**EXERCISE BRIEF:** Find each line of the material below that contains the string "white" and copy it out in full. Case counts.

**RECORD EXCERPTS:**
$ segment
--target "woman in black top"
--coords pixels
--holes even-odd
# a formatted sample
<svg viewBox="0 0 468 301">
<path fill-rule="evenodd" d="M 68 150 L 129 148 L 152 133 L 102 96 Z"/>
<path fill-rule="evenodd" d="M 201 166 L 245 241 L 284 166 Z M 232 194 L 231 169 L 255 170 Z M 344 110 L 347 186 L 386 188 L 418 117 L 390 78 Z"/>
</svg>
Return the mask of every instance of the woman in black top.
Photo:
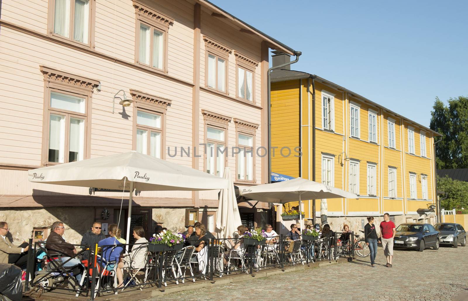
<svg viewBox="0 0 468 301">
<path fill-rule="evenodd" d="M 375 266 L 375 256 L 377 254 L 377 232 L 375 231 L 374 225 L 374 218 L 369 216 L 367 218 L 367 223 L 364 227 L 364 238 L 366 244 L 369 246 L 371 251 L 371 265 Z"/>
</svg>

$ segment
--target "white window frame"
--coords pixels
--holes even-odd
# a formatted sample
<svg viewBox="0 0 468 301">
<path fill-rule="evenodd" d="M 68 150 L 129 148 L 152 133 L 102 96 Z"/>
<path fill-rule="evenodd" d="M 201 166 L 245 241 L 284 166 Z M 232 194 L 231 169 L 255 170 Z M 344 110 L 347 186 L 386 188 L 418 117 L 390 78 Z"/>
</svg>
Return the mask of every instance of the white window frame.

**THE COMPLETED TASK:**
--target "white window frame"
Return the mask of every instance of the white window frame.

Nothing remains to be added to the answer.